◆ Document text ◆
Penn Medicine News Jun 28, 2017

Penn study highlights one possible reason why “ICU boarders” tend to suffer worse outcomes.
Overcrowding of intensive care units (ICUs) is a growing problem in American hospitals, often resulting in the need to place patients in alternate intensive care units within a hospital. Research has indicated that these “ICU boarder” patients – for example, a brain surgery patient staying in a cardiac ICU – have worse outcomes as a result of this alternate placement, and now, a new study suggests one reason for these worse outcomes is that ICU boarders, compared to non–boarders, appear to get markedly less attention from doctors and other caregivers.

The study was published online in the American Journal of Surgery.

“In this study, surgical ICU patients boarding in non–home units were more likely to be seen at the end of rounds, and on the whole received less bedside attention from ICU provider teams,” said lead author Andrew M. Nunn, MD, an assistant professor of Surgery at Wake Forest School of Medicine, who was a fellow in Traumatology at the Perelman School of Medicine at the time of the study.

The study comes as American ICU resources are increasingly strained — by an aging population, more use of complex surgical procedures, and a shortage of intensive care specialists. To cope with overcrowded ICUs, hospitals commonly board critical patients in alternate ICU facilities, often on different floors or otherwise at significant distances from the “home ICU.” Several recent studies, including a 2014 study by José L. Pascual, MD, PhD, FACS, FCCM, FRCSC, an associate professor of Traumatology, Surgical Critical Care and Emergency Surgery and senior author on the new study, have found a higher rate of adverse outcomes among these ICU boarders. Those findings hint that boarders tend to receive less active care than their home ICU counterparts.

To investigate the hypothesis, the Penn researchers systematically examined routine clinical encounters – known as rounds – between caregivers and patients associated with a Penn surgical ICU.

◆ What is needed ◆
Continue the ICU boarders study text from where it stops, keeping the same news-release style.

◆ Given data ◆

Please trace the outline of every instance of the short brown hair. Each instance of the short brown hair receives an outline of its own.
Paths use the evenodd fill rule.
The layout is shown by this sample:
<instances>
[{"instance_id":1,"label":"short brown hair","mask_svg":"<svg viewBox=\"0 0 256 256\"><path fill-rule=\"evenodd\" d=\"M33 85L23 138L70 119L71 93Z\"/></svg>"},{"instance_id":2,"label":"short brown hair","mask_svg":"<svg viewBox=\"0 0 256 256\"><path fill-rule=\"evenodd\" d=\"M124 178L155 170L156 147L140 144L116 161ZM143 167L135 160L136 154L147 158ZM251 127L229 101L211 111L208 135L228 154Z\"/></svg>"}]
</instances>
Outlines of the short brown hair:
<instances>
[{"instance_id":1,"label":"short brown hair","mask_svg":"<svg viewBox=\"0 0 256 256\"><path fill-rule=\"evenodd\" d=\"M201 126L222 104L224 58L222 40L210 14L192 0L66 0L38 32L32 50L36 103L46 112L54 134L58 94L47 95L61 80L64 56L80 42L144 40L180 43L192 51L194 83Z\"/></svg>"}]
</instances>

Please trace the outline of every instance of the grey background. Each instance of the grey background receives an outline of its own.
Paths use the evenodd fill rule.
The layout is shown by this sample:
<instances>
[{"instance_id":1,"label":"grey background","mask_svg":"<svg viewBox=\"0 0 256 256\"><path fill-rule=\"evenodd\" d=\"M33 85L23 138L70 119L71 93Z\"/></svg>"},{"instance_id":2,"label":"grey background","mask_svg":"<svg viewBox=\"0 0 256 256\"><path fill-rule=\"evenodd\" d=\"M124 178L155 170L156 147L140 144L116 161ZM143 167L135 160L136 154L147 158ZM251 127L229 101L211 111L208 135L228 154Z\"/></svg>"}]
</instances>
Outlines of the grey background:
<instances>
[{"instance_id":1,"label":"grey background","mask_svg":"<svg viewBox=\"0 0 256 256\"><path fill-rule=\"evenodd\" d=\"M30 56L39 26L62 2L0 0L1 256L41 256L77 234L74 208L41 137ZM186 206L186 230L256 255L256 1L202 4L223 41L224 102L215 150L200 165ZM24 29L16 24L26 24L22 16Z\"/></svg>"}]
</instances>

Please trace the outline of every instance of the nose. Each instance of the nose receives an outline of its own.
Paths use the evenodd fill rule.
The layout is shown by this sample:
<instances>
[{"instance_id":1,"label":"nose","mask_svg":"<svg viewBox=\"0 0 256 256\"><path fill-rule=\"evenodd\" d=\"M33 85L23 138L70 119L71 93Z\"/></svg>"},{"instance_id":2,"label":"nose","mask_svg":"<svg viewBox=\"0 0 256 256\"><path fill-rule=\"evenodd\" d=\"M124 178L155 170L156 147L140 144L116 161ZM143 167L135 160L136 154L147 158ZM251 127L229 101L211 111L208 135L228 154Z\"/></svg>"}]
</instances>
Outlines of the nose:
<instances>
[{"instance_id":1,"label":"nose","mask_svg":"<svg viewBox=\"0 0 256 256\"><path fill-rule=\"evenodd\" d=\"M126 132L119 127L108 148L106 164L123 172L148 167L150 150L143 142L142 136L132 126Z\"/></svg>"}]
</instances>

◆ Written answer ◆
In over 500 such rounding instances, the researchers found that caregivers spent about 16 percent less time on rounds with boarder patients, compared to non–boarding patients. Even when adjusting for patient age, health status and other characteristics, and comparing the times of each rounding visit to the ICU patient average for that day, there remained a significant difference between rounding times for boarders and rounding times for non–boarders.

The boarders were also far more likely to be visited by caregiver teams at the end of rounds, when care teams presumably are at least mildly more fatigued. About 71 percent of boarders were seen in the last fifth of rounds, compared to only about 13 percent of non–boarders. More boarders in an ICU also meant more use of the telephone, hinting at a greater reliance on “phone medicine” than face–to–face assessment.

On the whole, the results confirm that boarding patients receive less medical attention, at least during rounds. The researchers suggest several possible causes for this shortfall in rounding care. Most obviously, the distance between the home–ICU and boarding–ICU places an additional burden on home–ICU–based care providers. Home–ICU care teams may also feel a reduced sense of “ownership” of patients housed in other ICUs. For their part, nursing staff in boarding ICUs may not have the full skill set needed for the optimal care of their boarders.

As a result of the mounting evidence, providers at Penn Medicine’s surgical ICU are now encouraged to do rounds on boarding patients first rather than last. Other changes include the promotion of better communication between home–ICU care teams and boarding–ICU nurses, and the designation of ICU “generalist” nurses.